*** Source material ***

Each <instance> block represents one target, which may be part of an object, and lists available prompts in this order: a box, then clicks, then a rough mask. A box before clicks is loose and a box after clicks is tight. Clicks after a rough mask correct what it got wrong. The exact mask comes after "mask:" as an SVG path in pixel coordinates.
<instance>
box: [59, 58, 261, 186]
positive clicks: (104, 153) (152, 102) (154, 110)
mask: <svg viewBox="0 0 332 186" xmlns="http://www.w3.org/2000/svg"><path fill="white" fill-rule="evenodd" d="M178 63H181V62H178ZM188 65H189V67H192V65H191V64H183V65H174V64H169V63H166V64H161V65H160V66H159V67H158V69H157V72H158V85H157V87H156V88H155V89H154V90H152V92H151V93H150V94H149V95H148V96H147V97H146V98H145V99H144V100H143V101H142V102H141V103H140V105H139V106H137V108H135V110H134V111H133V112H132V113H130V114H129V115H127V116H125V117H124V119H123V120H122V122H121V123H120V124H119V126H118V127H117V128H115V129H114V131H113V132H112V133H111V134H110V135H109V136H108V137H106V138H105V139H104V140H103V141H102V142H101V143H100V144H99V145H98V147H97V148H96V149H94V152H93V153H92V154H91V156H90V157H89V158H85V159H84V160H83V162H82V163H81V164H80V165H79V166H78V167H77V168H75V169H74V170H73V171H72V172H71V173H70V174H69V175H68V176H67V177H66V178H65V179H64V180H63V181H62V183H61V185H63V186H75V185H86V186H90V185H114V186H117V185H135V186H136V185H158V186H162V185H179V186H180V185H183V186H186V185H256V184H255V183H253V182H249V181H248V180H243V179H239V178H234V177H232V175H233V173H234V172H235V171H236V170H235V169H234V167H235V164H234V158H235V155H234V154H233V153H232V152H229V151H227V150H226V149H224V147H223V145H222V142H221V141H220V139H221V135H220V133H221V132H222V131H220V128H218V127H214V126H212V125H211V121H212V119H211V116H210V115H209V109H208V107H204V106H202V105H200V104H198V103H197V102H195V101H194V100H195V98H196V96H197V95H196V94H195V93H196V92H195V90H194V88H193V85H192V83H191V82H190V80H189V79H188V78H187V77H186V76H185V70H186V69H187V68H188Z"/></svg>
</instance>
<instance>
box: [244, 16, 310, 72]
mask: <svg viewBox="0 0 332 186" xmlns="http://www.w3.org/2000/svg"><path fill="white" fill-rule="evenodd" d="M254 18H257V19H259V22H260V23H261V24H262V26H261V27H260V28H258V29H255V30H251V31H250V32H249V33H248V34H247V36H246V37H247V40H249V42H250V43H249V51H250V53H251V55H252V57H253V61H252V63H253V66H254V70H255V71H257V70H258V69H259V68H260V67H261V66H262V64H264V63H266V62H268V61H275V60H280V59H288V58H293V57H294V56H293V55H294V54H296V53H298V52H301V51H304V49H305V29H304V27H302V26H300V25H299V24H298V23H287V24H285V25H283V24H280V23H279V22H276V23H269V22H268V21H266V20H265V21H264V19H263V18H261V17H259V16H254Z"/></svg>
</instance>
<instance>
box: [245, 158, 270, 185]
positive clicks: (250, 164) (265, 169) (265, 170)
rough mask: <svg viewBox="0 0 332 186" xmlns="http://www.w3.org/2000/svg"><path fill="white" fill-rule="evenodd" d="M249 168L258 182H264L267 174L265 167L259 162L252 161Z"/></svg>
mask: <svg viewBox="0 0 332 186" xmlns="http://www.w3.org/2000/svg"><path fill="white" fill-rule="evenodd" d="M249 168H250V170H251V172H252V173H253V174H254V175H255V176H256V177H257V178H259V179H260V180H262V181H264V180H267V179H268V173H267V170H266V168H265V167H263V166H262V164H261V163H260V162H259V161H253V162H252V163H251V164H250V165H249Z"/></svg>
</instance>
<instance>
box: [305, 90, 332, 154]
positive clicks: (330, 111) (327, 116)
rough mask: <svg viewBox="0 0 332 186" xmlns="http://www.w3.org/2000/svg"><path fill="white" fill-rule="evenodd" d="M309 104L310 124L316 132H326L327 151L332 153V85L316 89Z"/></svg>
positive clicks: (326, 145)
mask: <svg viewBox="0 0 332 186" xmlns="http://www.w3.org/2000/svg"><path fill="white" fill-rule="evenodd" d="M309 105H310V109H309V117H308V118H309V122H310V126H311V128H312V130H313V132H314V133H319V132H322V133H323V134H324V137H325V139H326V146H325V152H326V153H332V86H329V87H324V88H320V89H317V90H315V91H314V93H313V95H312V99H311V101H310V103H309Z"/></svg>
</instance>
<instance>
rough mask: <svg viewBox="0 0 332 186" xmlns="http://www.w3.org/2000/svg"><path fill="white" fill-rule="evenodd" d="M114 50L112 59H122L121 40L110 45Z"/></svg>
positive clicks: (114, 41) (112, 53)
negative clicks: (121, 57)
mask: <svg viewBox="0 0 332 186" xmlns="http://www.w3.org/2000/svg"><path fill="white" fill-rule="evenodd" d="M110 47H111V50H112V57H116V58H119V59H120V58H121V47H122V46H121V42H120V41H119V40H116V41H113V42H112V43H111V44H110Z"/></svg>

*** End of Source material ***

_Exercise brief_
Recast all of the records above as a numbered list with one line per item, leaving out any blank lines.

_Exercise answer_
1. Each <instance> block represents one target, which may be part of an object, and lists available prompts in this order: a box, then clicks, then a rough mask. A box before clicks is loose and a box after clicks is tight. Clicks after a rough mask correct what it got wrong. The exact mask comes after "mask:" as an SVG path in pixel coordinates.
2. <instance>
3. box: [59, 58, 261, 186]
4. positive clicks: (104, 153) (152, 102) (154, 110)
5. mask: <svg viewBox="0 0 332 186" xmlns="http://www.w3.org/2000/svg"><path fill="white" fill-rule="evenodd" d="M178 63H181V62H178ZM188 65H189V67H192V65H191V64H183V65H174V64H169V63H166V64H161V65H160V66H159V67H158V69H157V72H158V85H157V87H156V88H155V89H154V90H152V92H151V93H150V94H149V95H148V96H147V97H146V98H145V99H144V100H143V101H142V102H141V103H140V105H139V106H137V108H135V110H134V111H133V112H132V113H130V114H129V115H127V116H125V117H124V119H123V120H122V122H121V123H120V124H119V126H118V127H117V128H115V129H114V131H113V132H112V133H111V134H110V135H109V136H108V137H106V138H105V139H104V140H103V141H102V142H101V143H100V144H99V145H98V147H97V148H96V149H94V152H93V153H92V154H91V156H90V157H89V158H85V159H84V160H83V162H82V163H81V164H80V165H79V166H78V167H77V168H75V169H74V170H73V171H72V172H71V173H70V174H69V175H68V176H67V177H66V178H65V179H64V180H63V181H62V183H61V185H63V186H75V185H86V186H90V185H114V186H117V185H135V186H136V185H158V186H162V185H179V186H180V185H183V186H186V185H256V184H255V183H253V182H249V181H248V180H243V179H239V178H234V177H232V175H233V173H234V172H235V171H236V170H235V169H234V167H235V164H234V158H235V155H234V154H233V153H232V152H229V151H227V150H226V149H224V147H223V145H222V142H221V141H220V139H221V135H220V133H221V132H222V131H220V128H218V127H214V126H212V125H211V121H212V119H211V116H210V115H209V109H208V107H204V106H202V105H200V104H198V103H197V102H195V101H194V100H195V98H196V96H197V95H196V94H195V93H196V92H195V90H194V88H193V85H192V83H191V82H190V80H189V79H188V78H187V77H186V76H185V70H186V69H187V68H188Z"/></svg>
6. </instance>
7. <instance>
8. box: [244, 16, 310, 72]
9. mask: <svg viewBox="0 0 332 186" xmlns="http://www.w3.org/2000/svg"><path fill="white" fill-rule="evenodd" d="M254 18H257V19H259V22H260V23H261V24H262V26H261V27H260V28H258V29H255V30H251V31H250V32H249V33H248V34H247V36H246V37H247V40H249V42H250V43H249V51H250V53H251V55H252V57H253V61H252V63H253V66H254V70H255V71H257V70H258V69H259V68H260V67H261V66H262V64H264V63H266V62H268V61H275V60H280V59H288V58H293V57H294V56H293V55H294V54H296V53H298V52H301V51H304V49H305V29H304V27H302V26H300V25H299V24H298V23H287V24H285V25H283V24H280V23H279V22H276V23H269V22H268V21H266V20H265V21H264V19H263V18H261V17H259V16H254Z"/></svg>
10. </instance>
11. <instance>
12. box: [245, 158, 270, 185]
13. positive clicks: (250, 164) (265, 169) (265, 170)
14. rough mask: <svg viewBox="0 0 332 186" xmlns="http://www.w3.org/2000/svg"><path fill="white" fill-rule="evenodd" d="M249 168L258 182H264L267 174L265 167L259 162L252 161Z"/></svg>
15. mask: <svg viewBox="0 0 332 186" xmlns="http://www.w3.org/2000/svg"><path fill="white" fill-rule="evenodd" d="M249 168H250V170H251V172H252V173H253V174H254V175H255V176H256V177H257V178H259V179H260V180H262V181H264V180H267V179H268V173H267V170H266V168H265V167H263V166H262V164H261V163H260V162H259V161H253V162H252V163H251V164H250V165H249Z"/></svg>
16. </instance>
17. <instance>
18. box: [305, 90, 332, 154]
19. positive clicks: (330, 111) (327, 116)
20. rough mask: <svg viewBox="0 0 332 186" xmlns="http://www.w3.org/2000/svg"><path fill="white" fill-rule="evenodd" d="M309 104L310 124L316 132H326L327 151L332 153V85L316 89Z"/></svg>
21. positive clicks: (326, 145)
22. mask: <svg viewBox="0 0 332 186" xmlns="http://www.w3.org/2000/svg"><path fill="white" fill-rule="evenodd" d="M309 105H310V109H309V117H308V118H309V122H310V126H311V128H312V130H313V132H314V133H319V132H322V133H323V134H324V137H325V139H326V146H325V152H326V153H332V86H329V87H324V88H320V89H317V90H315V91H314V93H313V95H312V99H311V101H310V103H309Z"/></svg>
23. </instance>
24. <instance>
25. rough mask: <svg viewBox="0 0 332 186" xmlns="http://www.w3.org/2000/svg"><path fill="white" fill-rule="evenodd" d="M114 50L112 59H122L121 40L110 45Z"/></svg>
26. positive clicks: (114, 41) (112, 53)
27. negative clicks: (121, 57)
28. mask: <svg viewBox="0 0 332 186" xmlns="http://www.w3.org/2000/svg"><path fill="white" fill-rule="evenodd" d="M110 47H111V50H112V57H116V58H119V59H120V58H121V47H122V46H121V42H120V41H119V40H116V41H113V42H112V43H111V44H110Z"/></svg>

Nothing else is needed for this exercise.